▶ **What is expected**: Copy the data from the line containing "Expected: for every instance of the tall" through the end of the data, inclusive, with the request lines kept as they are. Offset every coordinate value in the answers by adding 53.

▶ **Object pointing dataset rows**:

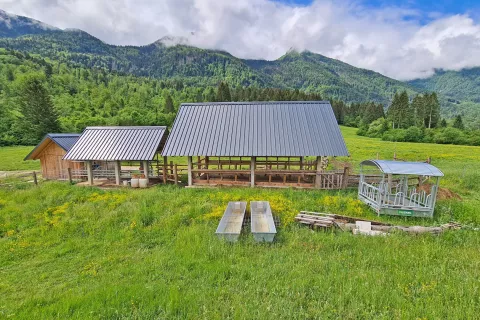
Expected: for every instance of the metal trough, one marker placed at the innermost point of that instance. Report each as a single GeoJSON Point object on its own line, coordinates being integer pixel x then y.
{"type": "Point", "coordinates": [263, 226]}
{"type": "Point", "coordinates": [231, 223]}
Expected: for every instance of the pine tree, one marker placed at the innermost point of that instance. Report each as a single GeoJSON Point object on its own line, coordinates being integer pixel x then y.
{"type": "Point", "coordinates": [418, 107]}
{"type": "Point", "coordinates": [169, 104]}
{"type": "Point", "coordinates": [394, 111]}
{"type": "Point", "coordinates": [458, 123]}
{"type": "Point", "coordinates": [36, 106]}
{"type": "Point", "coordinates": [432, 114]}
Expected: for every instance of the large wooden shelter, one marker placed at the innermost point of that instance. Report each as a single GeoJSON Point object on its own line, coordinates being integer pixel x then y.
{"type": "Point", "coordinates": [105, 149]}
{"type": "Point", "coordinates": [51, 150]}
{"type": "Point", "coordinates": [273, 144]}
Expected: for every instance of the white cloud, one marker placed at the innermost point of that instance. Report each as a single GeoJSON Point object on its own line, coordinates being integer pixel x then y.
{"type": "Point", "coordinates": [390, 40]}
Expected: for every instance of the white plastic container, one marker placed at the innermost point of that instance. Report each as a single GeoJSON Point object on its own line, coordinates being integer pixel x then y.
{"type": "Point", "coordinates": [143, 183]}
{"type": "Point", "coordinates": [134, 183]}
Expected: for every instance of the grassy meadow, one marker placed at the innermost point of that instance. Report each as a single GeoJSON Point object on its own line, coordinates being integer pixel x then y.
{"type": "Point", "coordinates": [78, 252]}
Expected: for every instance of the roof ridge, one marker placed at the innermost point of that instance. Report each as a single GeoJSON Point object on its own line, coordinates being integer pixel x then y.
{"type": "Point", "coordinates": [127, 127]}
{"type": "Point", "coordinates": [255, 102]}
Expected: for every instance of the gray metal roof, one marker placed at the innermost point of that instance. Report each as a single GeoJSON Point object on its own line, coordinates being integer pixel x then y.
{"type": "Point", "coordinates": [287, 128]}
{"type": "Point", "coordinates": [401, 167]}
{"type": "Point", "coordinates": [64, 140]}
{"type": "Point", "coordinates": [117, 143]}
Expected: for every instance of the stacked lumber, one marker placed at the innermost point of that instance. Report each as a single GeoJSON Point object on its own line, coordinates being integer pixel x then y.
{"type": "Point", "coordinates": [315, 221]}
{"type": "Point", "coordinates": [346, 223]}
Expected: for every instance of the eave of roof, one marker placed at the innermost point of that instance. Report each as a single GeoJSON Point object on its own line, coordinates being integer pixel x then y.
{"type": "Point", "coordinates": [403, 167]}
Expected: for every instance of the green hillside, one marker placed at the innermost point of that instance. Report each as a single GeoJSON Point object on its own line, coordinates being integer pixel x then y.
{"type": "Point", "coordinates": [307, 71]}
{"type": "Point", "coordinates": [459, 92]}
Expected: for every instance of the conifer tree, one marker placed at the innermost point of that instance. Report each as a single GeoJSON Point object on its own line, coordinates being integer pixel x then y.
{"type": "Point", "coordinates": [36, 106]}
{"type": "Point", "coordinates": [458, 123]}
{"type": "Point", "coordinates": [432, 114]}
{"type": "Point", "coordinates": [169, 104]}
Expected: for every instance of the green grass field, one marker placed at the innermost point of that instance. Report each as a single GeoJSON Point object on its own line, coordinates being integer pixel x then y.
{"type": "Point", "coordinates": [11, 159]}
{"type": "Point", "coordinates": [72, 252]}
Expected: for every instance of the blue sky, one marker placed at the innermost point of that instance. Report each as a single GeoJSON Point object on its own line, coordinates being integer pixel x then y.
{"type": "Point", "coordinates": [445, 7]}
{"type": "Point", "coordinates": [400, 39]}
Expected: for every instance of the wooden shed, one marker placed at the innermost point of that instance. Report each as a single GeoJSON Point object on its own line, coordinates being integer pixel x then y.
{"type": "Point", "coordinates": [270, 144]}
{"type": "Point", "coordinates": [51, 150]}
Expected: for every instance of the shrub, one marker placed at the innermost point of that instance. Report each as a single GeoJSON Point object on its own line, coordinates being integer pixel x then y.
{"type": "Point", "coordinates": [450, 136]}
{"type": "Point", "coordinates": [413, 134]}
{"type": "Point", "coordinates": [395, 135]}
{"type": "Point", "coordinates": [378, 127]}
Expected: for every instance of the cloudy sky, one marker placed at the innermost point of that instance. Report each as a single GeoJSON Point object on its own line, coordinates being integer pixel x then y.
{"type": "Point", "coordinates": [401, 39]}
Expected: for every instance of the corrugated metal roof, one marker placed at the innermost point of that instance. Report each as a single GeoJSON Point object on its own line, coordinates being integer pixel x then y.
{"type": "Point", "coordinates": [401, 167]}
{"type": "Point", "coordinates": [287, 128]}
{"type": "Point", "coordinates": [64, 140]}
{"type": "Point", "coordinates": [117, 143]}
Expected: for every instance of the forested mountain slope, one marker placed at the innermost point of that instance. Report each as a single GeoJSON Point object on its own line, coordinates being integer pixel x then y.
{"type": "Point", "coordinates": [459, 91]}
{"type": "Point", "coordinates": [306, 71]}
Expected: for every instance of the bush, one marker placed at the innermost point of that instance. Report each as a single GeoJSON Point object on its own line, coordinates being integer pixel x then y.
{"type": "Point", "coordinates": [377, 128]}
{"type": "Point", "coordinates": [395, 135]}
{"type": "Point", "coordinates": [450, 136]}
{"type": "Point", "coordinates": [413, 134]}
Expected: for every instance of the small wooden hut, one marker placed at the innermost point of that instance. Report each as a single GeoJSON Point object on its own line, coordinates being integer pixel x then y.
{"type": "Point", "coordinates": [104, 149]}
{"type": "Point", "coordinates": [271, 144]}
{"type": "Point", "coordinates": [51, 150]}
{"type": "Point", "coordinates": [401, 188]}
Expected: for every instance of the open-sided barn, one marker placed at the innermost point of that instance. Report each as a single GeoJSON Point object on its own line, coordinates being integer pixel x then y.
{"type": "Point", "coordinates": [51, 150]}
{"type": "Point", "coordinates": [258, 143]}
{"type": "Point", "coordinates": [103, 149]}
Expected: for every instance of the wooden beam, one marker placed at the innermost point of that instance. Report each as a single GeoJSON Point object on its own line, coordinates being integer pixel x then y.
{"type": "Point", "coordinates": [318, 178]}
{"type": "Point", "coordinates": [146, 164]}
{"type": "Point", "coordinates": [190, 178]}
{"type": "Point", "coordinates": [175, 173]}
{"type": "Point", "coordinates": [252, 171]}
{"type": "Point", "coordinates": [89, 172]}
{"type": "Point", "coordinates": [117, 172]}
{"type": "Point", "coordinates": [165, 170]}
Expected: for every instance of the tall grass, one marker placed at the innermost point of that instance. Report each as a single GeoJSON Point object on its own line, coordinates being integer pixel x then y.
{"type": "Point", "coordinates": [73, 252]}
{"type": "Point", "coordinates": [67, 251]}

▶ **Result of this exercise**:
Expected: for every instance of the tall grass, one marker placed at the innermost point of that instance. Report each as a single GeoJSON Point object on its own line, coordinates being integer pixel x then y.
{"type": "Point", "coordinates": [126, 305]}
{"type": "Point", "coordinates": [120, 304]}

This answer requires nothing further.